--- Selected passage Enclosed Below ---

Amber Memon: I work in Asset Integrity Management which is quite challenging in terms of making sure that the integrity of platforms and people working on them is intact and companies running them are not only doing it safely but also making profits at the same time. This is where ‘techno-economic’ decisions are important. It really motivates me and gives me a sense of pride when I get involved in risk assessments that ensure safe operation and prevent leaks and failures that can have an adverse effect on the environment as well as cause injuries and in some cases can result in the loss of human lives.

What advice would you give to aspiring young female engineers?

Ariyike Obaseki: You can do it, nothing is impossible if you put in the hard work.

Laura Kidd: You make your own opportunities – ask for the training, ask for the exposure to new roles and experiences, take on the new responsibilities, apply for the promotions.

Angela Burnett: As the Industry is ever-evolving, I would encourage them to be enthusiastic and aware of the various initiatives and be open to exploring any career opportunities that are available to ensure you are kept up to date with current techniques and changes within the Energy sector.

Amber Memon: My advice for women pursuing a career in the engineering field would be to believe in your own abilities. Don’t be intimidated by those who seem to know more than you. Never be afraid to ask questions if you don’t understand something. It’s a great way to learn.

How do you balance your professional and personal life?

Ariyike Obaseki: I maximize my time off work to do the things I enjoy, like spending time with my family and friends, going out for dinners and reading.

Laura Kidd: Early in my career I gave up a lot of my time to gain experience on site, offshore, abroad, which was so worthwhile for me in my development as a well-rounded engineer. Now I have that experience, I can choose where and when I would like to work with greater flexibility at a place like IMRANDD.

Angela Burnett: I am very sociable and enjoy spending time with friends and family. I enjoy going shopping, to the theatre, and travelling.

Lisa Stewart: I like to make to-do lists each morning, it gives me a sense of achievement at the end of the day before I switch off. It’s important to take time for yourself and spend weekends doing the things you enjoy. This helps reset me and sets me up for a new productive working week. A walk after work really helps start your evening.

--- End of Enclosed Selected passage ---
--- Records supplied Enclosed Below ---

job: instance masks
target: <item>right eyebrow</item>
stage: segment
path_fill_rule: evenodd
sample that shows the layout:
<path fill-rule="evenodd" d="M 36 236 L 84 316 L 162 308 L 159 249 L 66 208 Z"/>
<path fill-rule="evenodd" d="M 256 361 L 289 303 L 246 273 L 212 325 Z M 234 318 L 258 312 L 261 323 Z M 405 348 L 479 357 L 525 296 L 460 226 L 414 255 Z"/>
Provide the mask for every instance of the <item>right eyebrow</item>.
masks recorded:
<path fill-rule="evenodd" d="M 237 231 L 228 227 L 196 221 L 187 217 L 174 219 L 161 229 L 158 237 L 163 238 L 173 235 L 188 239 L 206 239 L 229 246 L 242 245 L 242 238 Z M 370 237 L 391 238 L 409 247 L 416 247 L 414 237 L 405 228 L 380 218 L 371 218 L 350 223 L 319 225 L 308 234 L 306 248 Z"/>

--- End of Enclosed Records supplied ---

Required actions:
[1] From the engineering interview, list every person whose name appears as a speaker.
[2] Write out the passage of the engineering interview starting at "What advice would" and ending at "way to learn.".
[3] In the engineering interview, why does Lisa Stewart make a to-do list each morning?

Task results:
[1]
Amber Memon
Ariyike Obaseki
Laura Kidd
Angela Burnett
Lisa Stewart

[2]
What advice would you give to aspiring young female engineers?

Ariyike Obaseki: You can do it, nothing is impossible if you put in the hard work.

Laura Kidd: You make your own opportunities – ask for the training, ask for the exposure to new roles and experiences, take on the new responsibilities, apply for the promotions.

Angela Burnett: As the Industry is ever-evolving, I would encourage them to be enthusiastic and aware of the various initiatives and be open to exploring any career opportunities that are available to ensure you are kept up to date with current techniques and changes within the Energy sector.

Amber Memon: My advice for women pursuing a career in the engineering field would be to believe in your own abilities. Don’t be intimidated by those who seem to know more than you. Never be afraid to ask questions if you don’t understand something. It’s a great way to learn.

[3] It gives her a sense of achievement at the end of the day before she switches off.